Questions on the material
a - Summarize the passage below on force majeure and the COVID-19 pandemic in two sentences.
b - According to the passage below on force majeure and the COVID-19 pandemic, what example does it give of performance being excused under the impossibility doctrine?
c - Write the next paragraph of the passage below on force majeure and the COVID-19 pandemic, picking up after its final sentence.

Exercise passage
----------------
The COVID-19 pandemic, compounded by mandatory shutdowns and “stay at home” orders, will cause substantial business disruption and interfere with parties’ abilities to perform contracts. Indeed, even where performance is technically possible, parties may be understandably reluctant to perform, if doing so involves health risks to themselves, employees, counter-parties, or the general public. Conversely, contracting parties may find themselves facing counterparties who apparently could perform, but will not.
Contractual force majeure clauses excuse performance when unforeseen major events beyond the parties’ control render performance impossible, impracticable, or commercially prohibitive. Force majeure clauses usually specify which types of events qualify, including potentially epidemics, pandemics, outbreaks of illnesses, acts of government, etc.
New York Courts have generally narrowly interpreted force majeure clauses according to their terms. Where a party can perform with reasonable additional effort despite a force majeure event, a party might be required to do so. Where specific events are listed, only those events trigger the clause. Likewise, most “catch-all” provisions (i.e., “other events beyond a party’s control,”) are read narrowly to cover only events similar to those specifically listed, unless they expressly cover dissimilar events (i.e., “any similar or dissimilar event beyond a party’s control”). Force majeure clauses generally have additional legal or written conditions for invocation (including providing notice). Parties should carefully read their clauses, and consult with counsel where necessary.
In the absence of applicable force majeure clauses, common laws doctrines such as impossibility or frustration of purpose might also excuse contractual performance. For example, performance may be excused under the impossibility doctrine where it has been rendered illegal by a subsequent change in law. Traditionally, these doctrines are also narrowly construed in New York.
Nevertheless, these interpretations may broaden as a result of the current pandemic. Given the repeated exhortations that New Yorkers stay home, prevent workers from coming to the office, and shutter all non-essential businesses, when courts finally get to hear these cases, they may tend to favor parties who were unable to perform despite reasonable efforts, or even parties who did not perform because doing so posed unreasonable health and safety risks.
----------------
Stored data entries
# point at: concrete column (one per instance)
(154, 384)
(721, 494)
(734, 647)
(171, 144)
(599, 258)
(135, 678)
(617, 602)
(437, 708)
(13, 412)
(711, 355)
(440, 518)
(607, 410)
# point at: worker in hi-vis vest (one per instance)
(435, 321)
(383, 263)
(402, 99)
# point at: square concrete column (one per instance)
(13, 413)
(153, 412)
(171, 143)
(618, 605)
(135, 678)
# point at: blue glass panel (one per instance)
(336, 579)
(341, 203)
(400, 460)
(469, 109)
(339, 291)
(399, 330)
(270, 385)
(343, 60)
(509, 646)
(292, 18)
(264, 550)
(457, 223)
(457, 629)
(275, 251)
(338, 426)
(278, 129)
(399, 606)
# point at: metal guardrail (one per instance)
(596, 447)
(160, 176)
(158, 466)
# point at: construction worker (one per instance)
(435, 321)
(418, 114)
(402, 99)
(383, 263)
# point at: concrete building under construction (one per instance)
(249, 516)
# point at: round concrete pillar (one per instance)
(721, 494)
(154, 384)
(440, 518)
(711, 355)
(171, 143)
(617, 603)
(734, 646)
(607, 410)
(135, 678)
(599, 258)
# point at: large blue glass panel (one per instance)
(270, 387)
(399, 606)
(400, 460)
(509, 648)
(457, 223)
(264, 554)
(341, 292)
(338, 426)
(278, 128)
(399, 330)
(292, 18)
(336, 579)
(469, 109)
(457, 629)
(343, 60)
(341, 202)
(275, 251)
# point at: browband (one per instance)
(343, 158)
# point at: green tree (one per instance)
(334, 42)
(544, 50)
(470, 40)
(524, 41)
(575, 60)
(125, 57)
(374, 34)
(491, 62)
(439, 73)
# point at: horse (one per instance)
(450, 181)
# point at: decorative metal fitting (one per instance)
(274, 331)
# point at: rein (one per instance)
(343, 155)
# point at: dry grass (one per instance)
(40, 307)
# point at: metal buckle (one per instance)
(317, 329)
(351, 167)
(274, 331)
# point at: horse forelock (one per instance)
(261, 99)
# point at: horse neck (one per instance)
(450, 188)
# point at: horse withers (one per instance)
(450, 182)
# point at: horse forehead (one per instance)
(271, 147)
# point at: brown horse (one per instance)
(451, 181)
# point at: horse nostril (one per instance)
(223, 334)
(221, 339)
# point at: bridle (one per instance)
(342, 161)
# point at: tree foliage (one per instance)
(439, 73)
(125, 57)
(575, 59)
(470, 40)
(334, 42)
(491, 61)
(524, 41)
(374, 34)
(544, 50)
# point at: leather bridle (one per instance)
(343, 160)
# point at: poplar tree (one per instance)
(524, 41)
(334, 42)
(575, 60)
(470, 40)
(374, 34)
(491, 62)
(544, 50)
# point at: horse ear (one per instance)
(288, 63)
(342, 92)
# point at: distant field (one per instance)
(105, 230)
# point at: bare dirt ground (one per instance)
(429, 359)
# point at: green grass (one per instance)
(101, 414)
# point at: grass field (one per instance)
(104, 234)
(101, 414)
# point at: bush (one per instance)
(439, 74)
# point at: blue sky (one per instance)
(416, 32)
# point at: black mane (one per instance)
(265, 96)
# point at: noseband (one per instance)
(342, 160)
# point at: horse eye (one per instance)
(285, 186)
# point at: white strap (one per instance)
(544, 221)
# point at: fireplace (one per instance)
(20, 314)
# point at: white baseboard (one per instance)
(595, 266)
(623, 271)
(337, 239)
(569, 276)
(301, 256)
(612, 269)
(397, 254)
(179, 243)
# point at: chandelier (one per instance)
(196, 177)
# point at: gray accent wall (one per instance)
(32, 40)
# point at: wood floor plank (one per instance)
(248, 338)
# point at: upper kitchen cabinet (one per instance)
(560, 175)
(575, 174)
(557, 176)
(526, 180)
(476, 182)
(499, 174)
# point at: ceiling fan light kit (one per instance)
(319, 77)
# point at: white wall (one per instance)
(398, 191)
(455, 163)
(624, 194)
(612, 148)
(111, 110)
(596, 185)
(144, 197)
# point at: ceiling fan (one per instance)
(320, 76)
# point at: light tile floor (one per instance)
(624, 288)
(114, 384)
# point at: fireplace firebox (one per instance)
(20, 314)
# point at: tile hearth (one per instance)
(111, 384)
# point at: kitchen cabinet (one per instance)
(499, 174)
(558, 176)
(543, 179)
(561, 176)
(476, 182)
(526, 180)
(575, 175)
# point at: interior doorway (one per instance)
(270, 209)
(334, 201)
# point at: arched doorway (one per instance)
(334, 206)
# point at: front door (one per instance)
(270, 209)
----------------
Results in order
a - Force majeure clauses excuse contractual performance when unforeseen major events beyond the parties' control make it impossible, impracticable, or commercially prohibitive, and New York courts have traditionally construed both these clauses and the common law doctrines of impossibility and frustration of purpose narrowly. Those interpretations may broaden because of the pandemic, with courts possibly favoring parties who could not perform despite reasonable efforts or who did not perform because doing so posed unreasonable health and safety risks.

b - Performance may be excused where it has been rendered illegal by a subsequent change in law.

c -
At this point, parties cannot control the pandemic or the potential future direction of the law, and they cannot retroactively “correct” their contracts, or the force majeure clauses they contain. Parties should therefore focus on what they can control, which is to take reasonable steps to honor those contractual obligations which can be honored, while minimizing the dislocation to counterparties when unable to do so.
Best practices therefore involve:
(1) Act as reasonably as possible, and document this conduct;
(2) Perform contracts which can legally and safely be performed, giving priority to essential services;
(3) Take no unilateral steps to prevent your own or your counterparty’s performance, or to render it more difficult;
(4) Provide timely notices, updates, and information to counter-parties (either as required by the contract or law, or where not required, as a common courtesy);
(5) Propose, or remain open to, reasonable resolutions (including agreed-upon delays, rescheduling, reassigning rights and obligations, changing the forms of performance, changing the methods of delivery, etc.); and
(6) Consult with counsel to make sure you comply with all requirements for invoking a force majeure clause or any common-law doctrines excusing performance, as well as the continuously changing laws, rules, edicts, and decrees issued by governmental authorities trying to control the pandemic.